Exercise brief -
Copy out, word for word, the part of the entries below that opens with the line containing "Where can you see the bare" and closes with the line containing "Target: ladybug head", including both of those lines. Leave the pictures out.

Dataset items -
____

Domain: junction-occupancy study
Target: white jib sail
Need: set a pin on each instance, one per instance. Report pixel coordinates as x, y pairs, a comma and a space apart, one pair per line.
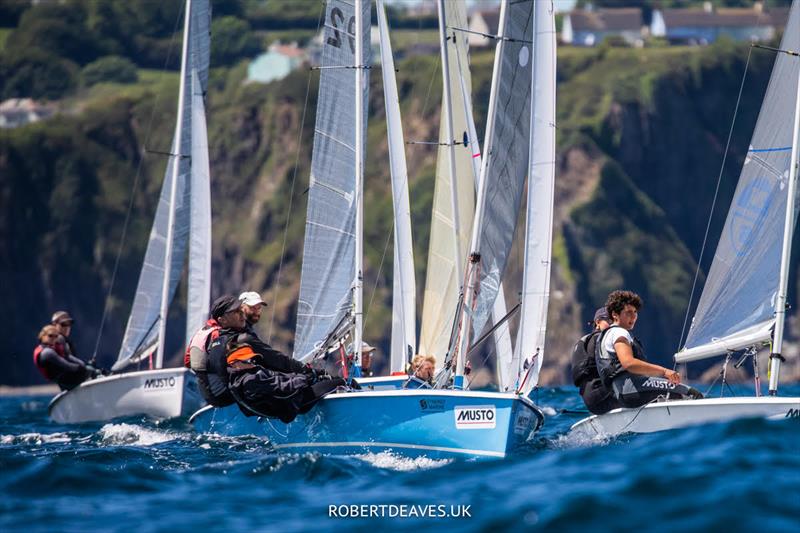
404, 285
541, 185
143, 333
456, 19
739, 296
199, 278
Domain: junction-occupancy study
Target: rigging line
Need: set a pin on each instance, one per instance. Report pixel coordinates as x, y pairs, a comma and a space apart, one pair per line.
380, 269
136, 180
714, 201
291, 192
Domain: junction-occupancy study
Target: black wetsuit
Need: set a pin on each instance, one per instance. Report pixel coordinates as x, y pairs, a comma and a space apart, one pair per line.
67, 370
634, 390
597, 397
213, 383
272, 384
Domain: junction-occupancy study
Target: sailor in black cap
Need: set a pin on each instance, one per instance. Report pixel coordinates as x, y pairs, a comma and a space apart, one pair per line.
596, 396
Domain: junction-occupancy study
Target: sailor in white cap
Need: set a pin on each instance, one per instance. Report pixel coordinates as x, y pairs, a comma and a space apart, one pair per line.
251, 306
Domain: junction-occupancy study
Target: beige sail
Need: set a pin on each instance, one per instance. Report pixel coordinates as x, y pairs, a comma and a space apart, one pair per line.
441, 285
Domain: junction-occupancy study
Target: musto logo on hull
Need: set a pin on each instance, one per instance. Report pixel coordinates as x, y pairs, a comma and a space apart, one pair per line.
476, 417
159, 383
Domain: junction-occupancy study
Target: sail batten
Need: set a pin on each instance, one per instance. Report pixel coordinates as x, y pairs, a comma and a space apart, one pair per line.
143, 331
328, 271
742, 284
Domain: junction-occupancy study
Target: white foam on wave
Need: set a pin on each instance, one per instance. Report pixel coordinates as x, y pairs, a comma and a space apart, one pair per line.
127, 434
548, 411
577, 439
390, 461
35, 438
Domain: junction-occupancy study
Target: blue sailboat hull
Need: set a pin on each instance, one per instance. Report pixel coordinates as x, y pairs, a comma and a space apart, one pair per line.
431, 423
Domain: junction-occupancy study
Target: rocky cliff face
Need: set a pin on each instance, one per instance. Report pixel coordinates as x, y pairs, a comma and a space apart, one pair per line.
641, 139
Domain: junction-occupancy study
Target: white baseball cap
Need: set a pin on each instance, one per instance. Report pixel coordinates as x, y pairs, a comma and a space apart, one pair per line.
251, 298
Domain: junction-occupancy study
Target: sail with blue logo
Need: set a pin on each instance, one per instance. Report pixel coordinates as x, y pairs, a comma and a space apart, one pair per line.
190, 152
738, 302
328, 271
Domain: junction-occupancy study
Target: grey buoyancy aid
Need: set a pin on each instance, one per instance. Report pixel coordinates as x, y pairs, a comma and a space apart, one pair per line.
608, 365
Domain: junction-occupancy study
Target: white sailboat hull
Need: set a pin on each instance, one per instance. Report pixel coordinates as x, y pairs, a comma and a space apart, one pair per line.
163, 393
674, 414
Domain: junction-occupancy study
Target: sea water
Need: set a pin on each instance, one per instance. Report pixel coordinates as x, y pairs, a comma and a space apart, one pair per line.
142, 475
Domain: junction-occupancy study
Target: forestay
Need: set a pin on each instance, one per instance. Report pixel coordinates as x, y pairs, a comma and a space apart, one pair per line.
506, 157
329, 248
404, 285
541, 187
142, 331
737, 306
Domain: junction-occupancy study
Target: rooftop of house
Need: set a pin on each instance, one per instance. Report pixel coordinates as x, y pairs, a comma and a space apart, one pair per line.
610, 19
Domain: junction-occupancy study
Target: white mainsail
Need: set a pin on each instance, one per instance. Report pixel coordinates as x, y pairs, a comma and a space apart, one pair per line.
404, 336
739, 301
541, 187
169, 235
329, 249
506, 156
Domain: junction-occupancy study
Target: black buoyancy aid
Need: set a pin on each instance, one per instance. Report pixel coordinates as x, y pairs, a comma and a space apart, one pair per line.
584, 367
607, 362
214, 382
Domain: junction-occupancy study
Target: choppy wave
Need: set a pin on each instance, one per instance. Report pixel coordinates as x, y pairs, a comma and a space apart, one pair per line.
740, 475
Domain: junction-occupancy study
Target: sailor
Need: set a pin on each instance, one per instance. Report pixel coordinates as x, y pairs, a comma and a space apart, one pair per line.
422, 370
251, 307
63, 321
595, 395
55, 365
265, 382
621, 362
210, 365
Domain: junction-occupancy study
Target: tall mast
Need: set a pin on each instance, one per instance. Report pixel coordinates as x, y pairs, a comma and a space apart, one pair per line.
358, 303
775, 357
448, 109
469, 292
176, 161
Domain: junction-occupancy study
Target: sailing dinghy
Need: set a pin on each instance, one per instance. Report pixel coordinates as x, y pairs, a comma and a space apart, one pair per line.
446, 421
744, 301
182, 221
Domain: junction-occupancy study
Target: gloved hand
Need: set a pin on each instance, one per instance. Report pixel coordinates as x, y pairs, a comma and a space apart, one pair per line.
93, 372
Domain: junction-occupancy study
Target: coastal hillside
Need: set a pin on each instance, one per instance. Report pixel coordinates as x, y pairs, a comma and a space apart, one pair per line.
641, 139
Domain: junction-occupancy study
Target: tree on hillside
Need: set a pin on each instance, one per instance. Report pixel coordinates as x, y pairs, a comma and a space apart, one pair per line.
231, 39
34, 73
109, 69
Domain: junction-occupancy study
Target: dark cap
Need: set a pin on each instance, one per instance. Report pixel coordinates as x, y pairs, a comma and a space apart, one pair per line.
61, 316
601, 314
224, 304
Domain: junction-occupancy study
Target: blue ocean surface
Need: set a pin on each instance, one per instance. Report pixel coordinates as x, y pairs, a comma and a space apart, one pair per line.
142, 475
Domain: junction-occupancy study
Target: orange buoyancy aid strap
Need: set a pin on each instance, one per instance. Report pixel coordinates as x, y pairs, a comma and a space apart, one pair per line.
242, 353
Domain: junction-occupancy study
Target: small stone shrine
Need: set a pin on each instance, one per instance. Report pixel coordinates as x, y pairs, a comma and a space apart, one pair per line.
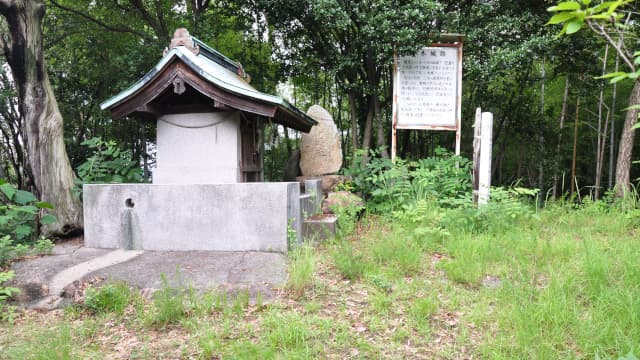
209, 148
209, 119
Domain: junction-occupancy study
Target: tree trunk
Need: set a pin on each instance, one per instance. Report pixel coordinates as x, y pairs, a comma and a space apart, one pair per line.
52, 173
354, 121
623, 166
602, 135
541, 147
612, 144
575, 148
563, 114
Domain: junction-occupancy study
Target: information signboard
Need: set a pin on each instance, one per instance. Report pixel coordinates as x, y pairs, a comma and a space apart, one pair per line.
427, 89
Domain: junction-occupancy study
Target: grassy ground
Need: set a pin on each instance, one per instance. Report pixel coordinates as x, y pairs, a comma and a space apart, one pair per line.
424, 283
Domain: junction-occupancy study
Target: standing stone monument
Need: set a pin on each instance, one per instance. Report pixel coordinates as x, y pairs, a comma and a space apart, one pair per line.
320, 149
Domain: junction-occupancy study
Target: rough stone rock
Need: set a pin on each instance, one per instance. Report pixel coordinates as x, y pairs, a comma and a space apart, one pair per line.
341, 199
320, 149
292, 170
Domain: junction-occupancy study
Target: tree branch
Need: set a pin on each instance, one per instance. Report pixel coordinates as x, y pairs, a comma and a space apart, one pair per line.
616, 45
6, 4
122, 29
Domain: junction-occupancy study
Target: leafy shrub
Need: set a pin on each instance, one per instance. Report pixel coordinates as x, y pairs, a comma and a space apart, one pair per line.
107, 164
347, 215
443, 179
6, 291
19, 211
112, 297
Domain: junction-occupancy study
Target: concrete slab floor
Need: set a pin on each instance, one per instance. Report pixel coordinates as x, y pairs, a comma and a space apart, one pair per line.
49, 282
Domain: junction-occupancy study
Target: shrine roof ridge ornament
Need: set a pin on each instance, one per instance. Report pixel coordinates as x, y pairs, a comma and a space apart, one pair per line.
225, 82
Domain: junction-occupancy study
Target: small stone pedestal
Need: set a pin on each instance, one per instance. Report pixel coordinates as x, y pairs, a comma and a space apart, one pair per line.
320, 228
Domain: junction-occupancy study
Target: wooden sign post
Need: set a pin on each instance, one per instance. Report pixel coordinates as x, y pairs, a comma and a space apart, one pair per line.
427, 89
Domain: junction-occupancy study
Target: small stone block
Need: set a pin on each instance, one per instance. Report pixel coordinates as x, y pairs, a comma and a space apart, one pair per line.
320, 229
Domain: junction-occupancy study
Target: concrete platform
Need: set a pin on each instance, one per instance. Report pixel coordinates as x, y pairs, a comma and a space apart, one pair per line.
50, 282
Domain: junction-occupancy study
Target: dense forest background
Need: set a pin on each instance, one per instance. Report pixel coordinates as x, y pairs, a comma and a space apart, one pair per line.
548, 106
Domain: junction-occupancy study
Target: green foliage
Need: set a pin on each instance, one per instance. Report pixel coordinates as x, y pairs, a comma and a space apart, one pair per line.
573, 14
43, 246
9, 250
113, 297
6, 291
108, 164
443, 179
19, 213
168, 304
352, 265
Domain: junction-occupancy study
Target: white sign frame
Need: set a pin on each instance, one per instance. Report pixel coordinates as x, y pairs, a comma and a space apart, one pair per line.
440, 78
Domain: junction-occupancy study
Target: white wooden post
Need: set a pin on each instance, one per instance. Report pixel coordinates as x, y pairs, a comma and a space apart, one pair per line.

____

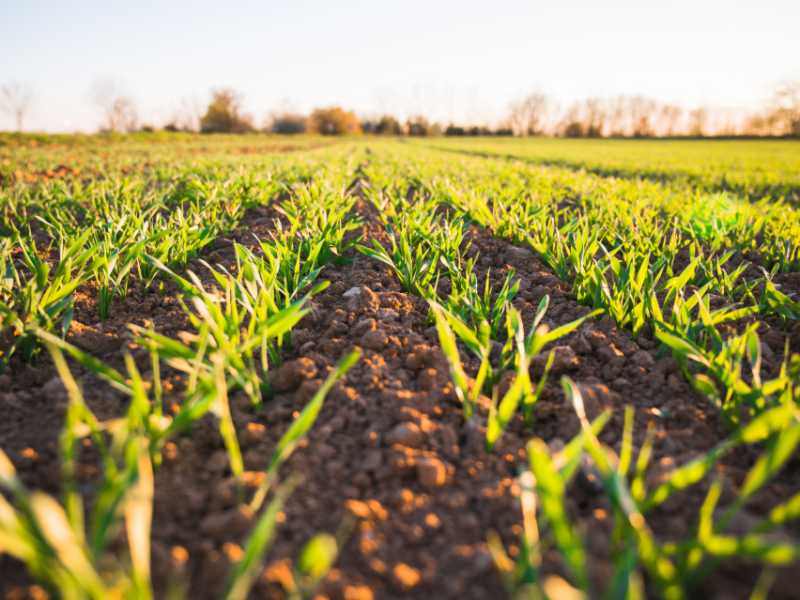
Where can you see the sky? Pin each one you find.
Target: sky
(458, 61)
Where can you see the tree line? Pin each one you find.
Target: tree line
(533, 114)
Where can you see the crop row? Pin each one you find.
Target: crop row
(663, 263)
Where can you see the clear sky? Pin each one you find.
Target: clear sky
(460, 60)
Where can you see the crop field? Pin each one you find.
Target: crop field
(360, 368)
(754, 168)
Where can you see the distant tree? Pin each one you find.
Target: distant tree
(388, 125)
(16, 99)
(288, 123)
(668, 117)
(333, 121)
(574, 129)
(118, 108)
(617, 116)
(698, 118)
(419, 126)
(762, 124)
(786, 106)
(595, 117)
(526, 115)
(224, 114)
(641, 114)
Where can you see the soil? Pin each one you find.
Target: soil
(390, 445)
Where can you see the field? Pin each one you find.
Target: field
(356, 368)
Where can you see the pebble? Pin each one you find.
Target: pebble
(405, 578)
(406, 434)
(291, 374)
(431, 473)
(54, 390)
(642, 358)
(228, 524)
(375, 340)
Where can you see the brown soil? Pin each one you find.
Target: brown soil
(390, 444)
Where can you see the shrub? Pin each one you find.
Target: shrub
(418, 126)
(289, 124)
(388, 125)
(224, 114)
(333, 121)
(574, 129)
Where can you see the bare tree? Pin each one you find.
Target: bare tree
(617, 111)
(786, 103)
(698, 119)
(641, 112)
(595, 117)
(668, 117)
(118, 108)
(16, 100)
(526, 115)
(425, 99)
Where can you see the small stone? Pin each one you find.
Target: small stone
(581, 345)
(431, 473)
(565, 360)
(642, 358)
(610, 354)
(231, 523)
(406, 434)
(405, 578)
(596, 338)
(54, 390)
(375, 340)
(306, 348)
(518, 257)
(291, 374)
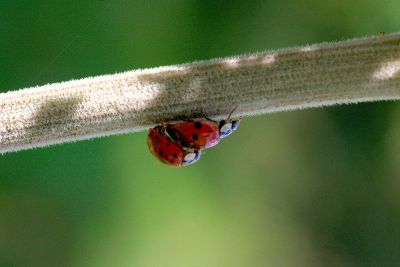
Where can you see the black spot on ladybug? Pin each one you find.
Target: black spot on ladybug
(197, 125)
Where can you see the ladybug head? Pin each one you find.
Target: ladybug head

____

Completed exercise -
Where can you see the bare tree? Pin each one you find.
Target: bare tree
(617, 111)
(786, 103)
(698, 119)
(641, 112)
(595, 117)
(668, 117)
(118, 108)
(16, 100)
(526, 115)
(425, 99)
Where can you see the small stone? Pin each one you find.
Target: small stone
(581, 345)
(431, 473)
(565, 360)
(642, 358)
(610, 354)
(231, 523)
(406, 434)
(405, 578)
(596, 338)
(54, 390)
(375, 340)
(306, 348)
(518, 257)
(291, 374)
Where can you see the black spot on ladybug? Pin each one you find.
Target: black spot on ladybug
(197, 125)
Where can you see the ladybug head? Pin each one you find.
Target: ladybug head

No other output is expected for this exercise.